======== Given passage
Saturday 16 June 2012

NNAF Conference 1: In which I do not chew my own tits off

I arrived home from an eight hour flight, having started my journey thirteen hours and several time zones ago, jet-lagged, confused, and utterly exhausted, to my housemates:
Dave: "Hello fuckface."
Debbie: "I've fixed the shower, and painted the bathroom."
and Kate: "I'm training to be a GLBT helpline volunteer and they've given me loads of paperwork about rimming!"

I have the best housemates ever. How can I leave them? My gentleman friend is very nice, but will he be able to meet their high standards of affectionate swearing, DIY expertise, and long chats about BDSM and buttfuckery?

The big red one says "mind your own uterus"
So where have I been? Chicago is where I have been! Because I chose to spend my holiday time at the National Network of Abortion Funds conference, learning about fundraising, self-care, abortion stigma, volunteer recruitment and retention, and Appalachian clog dancing. (This last was during the talent show, which also featured such songs as "Don't Stop Funding", to the tune of the Journey classic, and a reworking of Miley Cyrus entitled "Abortion Funding In Eastern MA".)
================
■ **Description of the task**
According to the blog post, which conference did the writer attend in Chicago? The material after this blog post isn't needed.
======== Listing
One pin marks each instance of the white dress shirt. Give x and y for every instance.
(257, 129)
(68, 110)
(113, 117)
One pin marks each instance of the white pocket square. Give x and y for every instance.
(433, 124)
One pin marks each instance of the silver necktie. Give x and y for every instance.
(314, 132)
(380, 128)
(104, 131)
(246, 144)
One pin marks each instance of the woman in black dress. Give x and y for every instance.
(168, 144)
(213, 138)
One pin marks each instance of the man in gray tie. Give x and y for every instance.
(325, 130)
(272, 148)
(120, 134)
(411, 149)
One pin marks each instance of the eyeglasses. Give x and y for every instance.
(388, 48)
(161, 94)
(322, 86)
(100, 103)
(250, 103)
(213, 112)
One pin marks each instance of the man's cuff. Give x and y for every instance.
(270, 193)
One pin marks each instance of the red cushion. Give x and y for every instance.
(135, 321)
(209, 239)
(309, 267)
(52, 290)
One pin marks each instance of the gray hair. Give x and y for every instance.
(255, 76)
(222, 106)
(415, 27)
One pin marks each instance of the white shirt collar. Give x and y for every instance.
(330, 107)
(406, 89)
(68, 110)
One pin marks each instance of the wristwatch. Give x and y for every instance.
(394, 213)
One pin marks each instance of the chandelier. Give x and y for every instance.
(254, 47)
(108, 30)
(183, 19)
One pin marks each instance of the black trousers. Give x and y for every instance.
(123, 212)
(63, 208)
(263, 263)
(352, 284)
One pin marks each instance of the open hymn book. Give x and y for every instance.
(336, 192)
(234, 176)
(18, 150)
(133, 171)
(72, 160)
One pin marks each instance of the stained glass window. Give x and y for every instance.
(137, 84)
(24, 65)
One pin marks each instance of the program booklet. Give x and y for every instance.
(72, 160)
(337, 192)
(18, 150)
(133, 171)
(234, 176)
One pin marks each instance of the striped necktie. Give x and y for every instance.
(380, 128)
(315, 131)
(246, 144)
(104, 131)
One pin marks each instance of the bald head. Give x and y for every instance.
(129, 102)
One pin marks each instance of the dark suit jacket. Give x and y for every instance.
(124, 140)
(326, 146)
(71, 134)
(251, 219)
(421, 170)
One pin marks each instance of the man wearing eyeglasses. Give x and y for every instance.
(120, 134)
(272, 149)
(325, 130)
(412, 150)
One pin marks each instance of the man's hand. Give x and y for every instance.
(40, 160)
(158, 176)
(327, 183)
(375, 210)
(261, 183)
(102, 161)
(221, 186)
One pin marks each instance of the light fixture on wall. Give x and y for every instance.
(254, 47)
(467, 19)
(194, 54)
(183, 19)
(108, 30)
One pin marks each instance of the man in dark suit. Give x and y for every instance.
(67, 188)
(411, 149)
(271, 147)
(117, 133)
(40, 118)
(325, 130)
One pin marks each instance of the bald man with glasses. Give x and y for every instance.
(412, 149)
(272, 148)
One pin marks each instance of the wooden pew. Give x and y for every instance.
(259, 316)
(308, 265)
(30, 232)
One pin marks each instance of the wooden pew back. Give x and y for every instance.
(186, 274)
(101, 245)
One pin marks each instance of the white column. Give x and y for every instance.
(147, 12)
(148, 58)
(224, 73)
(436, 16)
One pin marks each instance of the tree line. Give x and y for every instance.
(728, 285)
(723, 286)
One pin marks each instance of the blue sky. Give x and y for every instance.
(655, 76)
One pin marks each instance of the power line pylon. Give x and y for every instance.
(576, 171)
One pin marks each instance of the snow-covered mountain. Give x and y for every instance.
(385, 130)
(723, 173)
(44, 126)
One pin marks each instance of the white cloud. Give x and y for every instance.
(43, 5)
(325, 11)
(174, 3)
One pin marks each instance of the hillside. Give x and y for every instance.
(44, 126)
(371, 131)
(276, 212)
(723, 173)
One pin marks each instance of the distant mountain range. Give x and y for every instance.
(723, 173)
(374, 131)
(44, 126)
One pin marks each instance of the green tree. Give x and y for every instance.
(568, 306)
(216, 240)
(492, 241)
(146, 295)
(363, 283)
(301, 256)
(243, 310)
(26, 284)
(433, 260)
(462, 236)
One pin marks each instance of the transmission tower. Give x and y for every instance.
================
■ **Task result**
The National Network of Abortion Funds conference.